## The data:
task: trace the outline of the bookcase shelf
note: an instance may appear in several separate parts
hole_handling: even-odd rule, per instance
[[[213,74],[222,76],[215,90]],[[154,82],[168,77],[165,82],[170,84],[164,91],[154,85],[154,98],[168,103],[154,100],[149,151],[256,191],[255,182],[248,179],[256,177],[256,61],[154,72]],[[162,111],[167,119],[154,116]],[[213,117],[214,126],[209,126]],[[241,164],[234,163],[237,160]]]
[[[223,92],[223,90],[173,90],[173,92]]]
* * *
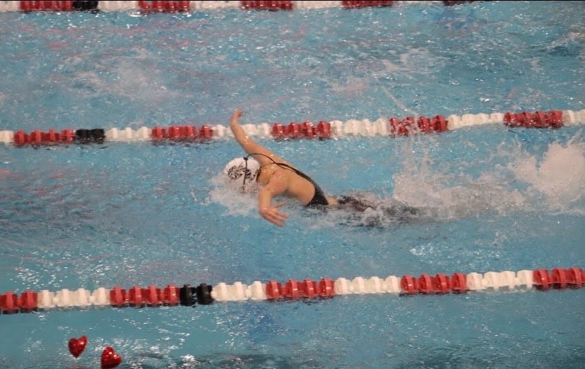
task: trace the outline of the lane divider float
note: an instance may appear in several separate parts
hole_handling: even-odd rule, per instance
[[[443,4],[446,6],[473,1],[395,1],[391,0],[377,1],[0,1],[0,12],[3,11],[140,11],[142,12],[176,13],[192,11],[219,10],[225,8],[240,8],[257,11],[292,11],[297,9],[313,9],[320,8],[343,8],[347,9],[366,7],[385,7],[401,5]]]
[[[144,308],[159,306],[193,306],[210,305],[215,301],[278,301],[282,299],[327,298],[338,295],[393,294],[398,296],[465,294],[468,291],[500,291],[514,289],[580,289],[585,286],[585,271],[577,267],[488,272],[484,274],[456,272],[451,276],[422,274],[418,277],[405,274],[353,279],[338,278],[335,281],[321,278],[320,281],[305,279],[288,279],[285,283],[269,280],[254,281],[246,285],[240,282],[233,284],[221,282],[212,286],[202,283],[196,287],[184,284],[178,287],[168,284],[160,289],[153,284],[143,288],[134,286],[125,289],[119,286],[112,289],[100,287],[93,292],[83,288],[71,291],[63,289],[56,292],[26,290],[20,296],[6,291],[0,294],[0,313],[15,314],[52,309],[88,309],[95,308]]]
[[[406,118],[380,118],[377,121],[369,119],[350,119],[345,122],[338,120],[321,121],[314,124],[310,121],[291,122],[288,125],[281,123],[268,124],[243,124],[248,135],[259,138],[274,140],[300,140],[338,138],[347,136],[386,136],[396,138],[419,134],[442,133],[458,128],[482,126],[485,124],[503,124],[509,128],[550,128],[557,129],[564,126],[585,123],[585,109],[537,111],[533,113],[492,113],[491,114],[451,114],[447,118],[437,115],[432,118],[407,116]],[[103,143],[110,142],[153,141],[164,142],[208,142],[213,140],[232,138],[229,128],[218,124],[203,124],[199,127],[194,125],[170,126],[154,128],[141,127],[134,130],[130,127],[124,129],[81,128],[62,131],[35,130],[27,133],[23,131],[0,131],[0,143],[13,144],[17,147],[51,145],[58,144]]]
...
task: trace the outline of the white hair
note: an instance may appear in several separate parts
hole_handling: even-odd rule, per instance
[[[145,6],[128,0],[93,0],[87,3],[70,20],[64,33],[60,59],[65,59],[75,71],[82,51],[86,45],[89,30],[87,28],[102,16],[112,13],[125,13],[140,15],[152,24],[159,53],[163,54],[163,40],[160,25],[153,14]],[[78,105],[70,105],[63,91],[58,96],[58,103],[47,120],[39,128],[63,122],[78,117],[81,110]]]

## Required work:
Copy out the data lines starting with the line containing "task: trace the outline of the bookcase shelf" and going on through the line containing "[[[223,92],[223,90],[173,90],[173,92]]]", both included, without changing anything.

## Full output:
task: trace the outline of the bookcase shelf
note: an instance may appear in several separate parts
hole_handling: even-odd rule, per instance
[[[213,74],[222,76],[215,90]],[[154,82],[168,77],[165,82],[170,84],[164,91],[154,85],[154,98],[168,103],[154,100],[149,151],[256,191],[255,182],[248,179],[256,177],[256,61],[154,72]],[[162,111],[167,119],[154,116]],[[213,117],[214,126],[209,126]],[[241,164],[234,163],[237,160]]]
[[[223,92],[223,90],[173,90],[173,92]]]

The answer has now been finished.